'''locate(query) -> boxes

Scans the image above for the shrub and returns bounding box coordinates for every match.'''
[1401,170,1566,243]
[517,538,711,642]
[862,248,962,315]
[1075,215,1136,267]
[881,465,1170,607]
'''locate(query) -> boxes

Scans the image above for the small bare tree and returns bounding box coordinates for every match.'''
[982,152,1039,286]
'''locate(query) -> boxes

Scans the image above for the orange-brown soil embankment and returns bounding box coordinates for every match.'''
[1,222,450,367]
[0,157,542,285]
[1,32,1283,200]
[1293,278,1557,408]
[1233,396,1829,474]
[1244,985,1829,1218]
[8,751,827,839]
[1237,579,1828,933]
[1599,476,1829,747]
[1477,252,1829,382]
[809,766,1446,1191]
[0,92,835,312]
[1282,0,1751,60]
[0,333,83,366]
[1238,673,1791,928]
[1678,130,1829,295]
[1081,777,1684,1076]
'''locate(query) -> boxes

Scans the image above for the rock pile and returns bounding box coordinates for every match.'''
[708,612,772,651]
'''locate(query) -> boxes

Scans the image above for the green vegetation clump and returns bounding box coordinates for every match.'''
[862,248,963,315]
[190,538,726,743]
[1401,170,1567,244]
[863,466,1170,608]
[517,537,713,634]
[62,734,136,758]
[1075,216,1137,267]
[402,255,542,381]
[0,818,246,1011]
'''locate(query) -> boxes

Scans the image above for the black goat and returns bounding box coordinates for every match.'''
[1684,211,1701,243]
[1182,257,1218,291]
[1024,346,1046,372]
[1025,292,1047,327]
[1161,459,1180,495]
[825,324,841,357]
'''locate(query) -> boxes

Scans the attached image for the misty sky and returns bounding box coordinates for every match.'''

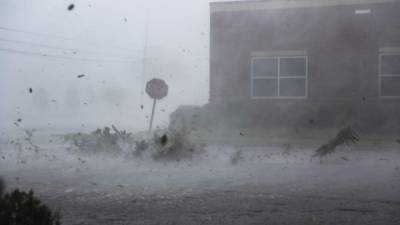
[0,0,220,133]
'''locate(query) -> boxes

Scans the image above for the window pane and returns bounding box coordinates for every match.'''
[280,57,306,76]
[381,76,400,96]
[381,55,400,74]
[252,58,278,77]
[280,78,306,97]
[252,78,278,97]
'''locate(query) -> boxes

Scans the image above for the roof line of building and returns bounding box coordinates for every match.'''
[210,0,400,13]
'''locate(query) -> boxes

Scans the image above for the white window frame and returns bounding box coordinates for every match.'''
[379,47,400,98]
[250,53,308,99]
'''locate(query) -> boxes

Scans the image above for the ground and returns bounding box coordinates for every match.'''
[1,138,400,225]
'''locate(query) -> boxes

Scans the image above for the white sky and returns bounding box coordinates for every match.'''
[0,0,218,133]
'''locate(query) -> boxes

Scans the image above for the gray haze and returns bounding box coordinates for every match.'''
[0,0,217,133]
[1,1,400,225]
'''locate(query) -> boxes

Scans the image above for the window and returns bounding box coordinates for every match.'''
[379,48,400,98]
[251,53,307,98]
───
_Problem description_
The records above must be printed exactly; the pictures stay out.

_Output_
'''locate(query) -> boxes

Scans the image above for the shrub and returns bounding box coordinates for every match.'''
[1401,170,1566,243]
[517,538,711,642]
[862,248,962,315]
[1075,215,1136,267]
[881,465,1170,607]
'''locate(query) -> boxes

Scans the image above for the small bare tree and returns bounding box coordinates for every match.'''
[982,152,1039,286]
'''locate(query) -> boxes

Scans the image above for the orange-brown soil embankment and returns bounding box coordinates for every match.'''
[1,222,450,367]
[0,157,542,285]
[1,32,1283,200]
[1293,278,1557,408]
[1233,396,1829,474]
[1244,985,1829,1218]
[8,751,827,839]
[1237,579,1828,933]
[1599,476,1829,747]
[1477,252,1829,382]
[809,766,1446,1191]
[0,92,835,312]
[1282,0,1751,60]
[0,333,83,366]
[1238,673,1791,928]
[1678,130,1829,295]
[1081,777,1684,1076]
'''locate(query) -> boxes

Scans the image above for the rock pile and returns bounding box coordinates for every match.'''
[708,612,772,651]
'''locate(query) -> boxes

Scans the image above for the green vegetation clump and returns bounding box coordinates for every match.'''
[862,248,963,315]
[190,538,726,743]
[1401,170,1567,244]
[863,466,1170,608]
[517,537,713,634]
[62,734,136,758]
[1075,216,1137,267]
[402,255,542,381]
[0,818,246,1011]
'''locate(query) -> boxes

Scans the image above for the black goat and returns bounding box coordinates for every match.'''
[1684,211,1701,243]
[1182,257,1218,291]
[1024,346,1046,372]
[1025,292,1047,327]
[1161,459,1180,495]
[825,324,841,357]
'''locate(query) -> boxes

Scans the attached image for the misty sky and returns bounding box coordinates for every match.'''

[0,0,220,133]
'''locate(query) -> boxes

Scans the image above for the window pane and returns bounding box coordinates for every match.'''
[280,57,306,76]
[381,76,400,96]
[381,55,400,74]
[252,58,278,77]
[280,78,306,97]
[252,78,278,97]
'''locate(query) -> boxes

Scans the image above for the roof line of building and returns bounding box coordinates for every match.'''
[210,0,400,13]
'''locate(query) -> boxes

Scans the image above for the white window frame and returns bounding box coordinates for every match.'''
[379,47,400,98]
[250,53,308,99]
'''locate(query) -> boxes

Scans the image above for the ground and returns bounding box coordinates for every match.'''
[1,138,400,225]
'''locate(query) -> boxes

Scans the image above for the white sky and returns bounding box coordinates for every match.'''
[0,0,218,133]
'''locate(query) -> boxes

Scans the image above for the gray haze and returns bounding box coordinates for every match.'''
[0,0,217,133]
[1,1,400,225]
'''locate(query) -> boxes

Scans the image above for the window and returns bounding box coordinates for every match.'''
[379,48,400,98]
[251,53,307,98]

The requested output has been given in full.